▸ **What is required**: Starting from the line that holds "SELECT bounding_box FROM detections WHERE object = 'front", print each remaining line of the entries exactly, ending with the last.

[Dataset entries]
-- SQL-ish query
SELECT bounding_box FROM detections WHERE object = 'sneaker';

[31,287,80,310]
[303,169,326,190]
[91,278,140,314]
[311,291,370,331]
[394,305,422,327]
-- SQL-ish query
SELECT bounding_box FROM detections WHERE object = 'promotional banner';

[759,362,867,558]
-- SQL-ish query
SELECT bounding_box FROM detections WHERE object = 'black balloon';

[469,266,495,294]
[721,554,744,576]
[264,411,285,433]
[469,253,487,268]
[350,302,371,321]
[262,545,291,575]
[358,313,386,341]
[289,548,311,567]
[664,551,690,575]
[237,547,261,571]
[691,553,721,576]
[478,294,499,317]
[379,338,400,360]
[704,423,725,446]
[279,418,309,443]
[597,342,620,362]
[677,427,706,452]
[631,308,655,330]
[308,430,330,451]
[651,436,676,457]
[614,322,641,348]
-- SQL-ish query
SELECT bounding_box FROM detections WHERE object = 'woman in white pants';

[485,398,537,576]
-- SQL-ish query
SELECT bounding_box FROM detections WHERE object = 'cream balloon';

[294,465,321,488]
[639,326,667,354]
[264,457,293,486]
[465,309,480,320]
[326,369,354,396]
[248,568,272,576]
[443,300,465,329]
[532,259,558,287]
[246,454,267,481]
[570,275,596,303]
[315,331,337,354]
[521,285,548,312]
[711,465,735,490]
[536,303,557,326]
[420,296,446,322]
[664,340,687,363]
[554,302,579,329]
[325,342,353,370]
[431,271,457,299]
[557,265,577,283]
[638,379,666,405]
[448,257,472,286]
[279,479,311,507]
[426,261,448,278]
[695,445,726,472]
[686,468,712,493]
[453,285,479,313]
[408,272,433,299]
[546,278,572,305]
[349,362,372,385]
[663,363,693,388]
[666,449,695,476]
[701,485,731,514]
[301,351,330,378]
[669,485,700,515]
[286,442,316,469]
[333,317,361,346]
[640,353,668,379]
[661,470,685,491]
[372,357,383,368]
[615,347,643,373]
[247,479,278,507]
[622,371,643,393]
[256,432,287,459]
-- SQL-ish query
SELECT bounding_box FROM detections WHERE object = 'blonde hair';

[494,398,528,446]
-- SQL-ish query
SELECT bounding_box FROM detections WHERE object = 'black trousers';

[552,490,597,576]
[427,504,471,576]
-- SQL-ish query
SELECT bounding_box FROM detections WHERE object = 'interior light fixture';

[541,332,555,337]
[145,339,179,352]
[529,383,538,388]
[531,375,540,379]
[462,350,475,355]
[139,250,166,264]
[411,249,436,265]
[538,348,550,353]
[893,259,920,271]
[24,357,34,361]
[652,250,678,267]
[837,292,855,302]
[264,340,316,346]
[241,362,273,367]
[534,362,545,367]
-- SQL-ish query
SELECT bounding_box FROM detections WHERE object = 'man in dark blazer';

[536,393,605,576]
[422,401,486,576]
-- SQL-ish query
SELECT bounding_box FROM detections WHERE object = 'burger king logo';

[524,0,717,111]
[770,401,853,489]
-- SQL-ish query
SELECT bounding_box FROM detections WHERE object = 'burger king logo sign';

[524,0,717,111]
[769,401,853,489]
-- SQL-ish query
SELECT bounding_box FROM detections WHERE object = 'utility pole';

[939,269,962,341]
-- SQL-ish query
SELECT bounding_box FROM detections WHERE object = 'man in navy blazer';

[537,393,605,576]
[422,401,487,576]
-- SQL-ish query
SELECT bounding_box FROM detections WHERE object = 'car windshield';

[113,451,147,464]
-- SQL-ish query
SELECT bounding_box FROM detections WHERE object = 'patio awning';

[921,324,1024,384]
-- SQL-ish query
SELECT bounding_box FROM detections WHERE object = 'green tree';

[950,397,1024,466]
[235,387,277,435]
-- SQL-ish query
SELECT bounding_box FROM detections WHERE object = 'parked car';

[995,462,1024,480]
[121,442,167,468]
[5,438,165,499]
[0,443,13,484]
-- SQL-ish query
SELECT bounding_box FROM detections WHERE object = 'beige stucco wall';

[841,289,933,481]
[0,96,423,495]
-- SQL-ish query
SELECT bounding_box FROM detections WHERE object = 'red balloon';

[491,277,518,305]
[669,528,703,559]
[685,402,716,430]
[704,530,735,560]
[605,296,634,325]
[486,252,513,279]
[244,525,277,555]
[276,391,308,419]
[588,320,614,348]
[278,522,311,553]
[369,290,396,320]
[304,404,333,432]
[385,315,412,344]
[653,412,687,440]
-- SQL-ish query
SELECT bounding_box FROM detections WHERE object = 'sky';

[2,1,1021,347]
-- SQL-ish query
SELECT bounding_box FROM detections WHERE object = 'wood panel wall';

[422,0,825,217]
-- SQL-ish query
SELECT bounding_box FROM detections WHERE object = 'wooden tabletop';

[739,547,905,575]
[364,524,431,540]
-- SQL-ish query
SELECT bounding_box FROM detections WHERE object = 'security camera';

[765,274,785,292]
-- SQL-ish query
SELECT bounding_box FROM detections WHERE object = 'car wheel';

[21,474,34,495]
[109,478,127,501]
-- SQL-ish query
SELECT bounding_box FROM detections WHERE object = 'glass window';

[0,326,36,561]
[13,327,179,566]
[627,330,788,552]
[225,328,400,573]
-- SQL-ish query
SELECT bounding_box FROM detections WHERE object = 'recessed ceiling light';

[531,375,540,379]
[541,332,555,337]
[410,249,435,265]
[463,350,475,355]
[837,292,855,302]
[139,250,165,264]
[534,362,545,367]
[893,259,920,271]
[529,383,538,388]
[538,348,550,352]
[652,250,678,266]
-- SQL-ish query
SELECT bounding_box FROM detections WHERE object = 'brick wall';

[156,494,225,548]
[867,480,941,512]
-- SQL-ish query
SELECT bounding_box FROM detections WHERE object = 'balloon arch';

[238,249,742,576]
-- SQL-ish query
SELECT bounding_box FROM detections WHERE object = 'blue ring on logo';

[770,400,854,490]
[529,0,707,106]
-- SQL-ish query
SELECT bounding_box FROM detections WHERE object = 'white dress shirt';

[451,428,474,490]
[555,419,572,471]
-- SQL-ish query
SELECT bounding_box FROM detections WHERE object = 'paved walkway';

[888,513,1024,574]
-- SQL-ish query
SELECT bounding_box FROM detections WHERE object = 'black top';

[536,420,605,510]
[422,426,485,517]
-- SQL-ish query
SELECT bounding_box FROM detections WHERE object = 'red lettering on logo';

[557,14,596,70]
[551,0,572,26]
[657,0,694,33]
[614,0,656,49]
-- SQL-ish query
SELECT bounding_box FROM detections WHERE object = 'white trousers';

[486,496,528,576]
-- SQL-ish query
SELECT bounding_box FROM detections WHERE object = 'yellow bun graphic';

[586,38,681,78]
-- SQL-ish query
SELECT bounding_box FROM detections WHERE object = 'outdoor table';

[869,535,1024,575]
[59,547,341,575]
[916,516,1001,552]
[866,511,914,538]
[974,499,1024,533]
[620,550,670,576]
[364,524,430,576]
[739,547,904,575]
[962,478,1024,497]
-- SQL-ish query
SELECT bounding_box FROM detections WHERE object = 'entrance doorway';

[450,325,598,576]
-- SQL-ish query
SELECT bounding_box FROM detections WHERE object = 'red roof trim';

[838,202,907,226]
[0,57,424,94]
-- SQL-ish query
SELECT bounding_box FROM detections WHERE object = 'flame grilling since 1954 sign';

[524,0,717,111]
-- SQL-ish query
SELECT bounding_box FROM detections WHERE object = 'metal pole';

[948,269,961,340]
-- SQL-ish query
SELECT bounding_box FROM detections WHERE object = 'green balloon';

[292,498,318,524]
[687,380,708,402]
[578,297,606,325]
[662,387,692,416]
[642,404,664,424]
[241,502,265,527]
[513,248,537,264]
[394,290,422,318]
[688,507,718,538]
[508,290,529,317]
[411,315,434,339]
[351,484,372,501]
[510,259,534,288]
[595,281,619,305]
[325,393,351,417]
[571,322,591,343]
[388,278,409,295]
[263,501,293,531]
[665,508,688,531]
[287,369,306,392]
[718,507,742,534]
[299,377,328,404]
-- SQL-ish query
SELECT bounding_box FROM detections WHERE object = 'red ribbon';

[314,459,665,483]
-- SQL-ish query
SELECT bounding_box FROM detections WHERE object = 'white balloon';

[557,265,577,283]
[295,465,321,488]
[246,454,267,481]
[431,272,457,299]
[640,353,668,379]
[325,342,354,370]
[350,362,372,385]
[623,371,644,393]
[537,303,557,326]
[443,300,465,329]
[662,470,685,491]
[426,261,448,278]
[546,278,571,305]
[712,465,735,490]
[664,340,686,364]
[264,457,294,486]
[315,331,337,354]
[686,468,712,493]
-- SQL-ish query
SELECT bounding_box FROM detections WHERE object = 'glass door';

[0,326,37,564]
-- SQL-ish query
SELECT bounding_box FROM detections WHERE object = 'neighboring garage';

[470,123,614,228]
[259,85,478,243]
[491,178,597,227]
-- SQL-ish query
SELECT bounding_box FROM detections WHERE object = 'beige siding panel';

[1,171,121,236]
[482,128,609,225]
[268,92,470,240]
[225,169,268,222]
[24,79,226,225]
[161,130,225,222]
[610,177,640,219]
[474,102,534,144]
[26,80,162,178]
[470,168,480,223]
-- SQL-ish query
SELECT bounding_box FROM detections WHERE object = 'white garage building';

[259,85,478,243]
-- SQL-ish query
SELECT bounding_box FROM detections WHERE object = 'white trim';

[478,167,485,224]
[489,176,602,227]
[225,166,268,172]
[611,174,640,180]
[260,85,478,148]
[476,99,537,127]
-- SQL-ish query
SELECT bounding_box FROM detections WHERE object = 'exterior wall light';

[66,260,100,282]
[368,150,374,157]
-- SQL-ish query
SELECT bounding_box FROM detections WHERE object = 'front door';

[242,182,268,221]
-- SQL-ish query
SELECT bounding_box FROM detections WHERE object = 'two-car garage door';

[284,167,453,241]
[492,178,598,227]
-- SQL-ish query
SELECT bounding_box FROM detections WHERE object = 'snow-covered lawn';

▸ **Expected output**:
SELECT bounding_box FROM detections WHERE object = 'front door';

[242,182,268,221]
-- SQL-ish query
SELECT bounding_box FROM detections WHERE object = 'two-car garage door';

[284,167,453,241]
[492,178,598,227]
-- SQL-ish query
SELECT bounding_box FROM detections WHERE object = 'snow-covered lawn';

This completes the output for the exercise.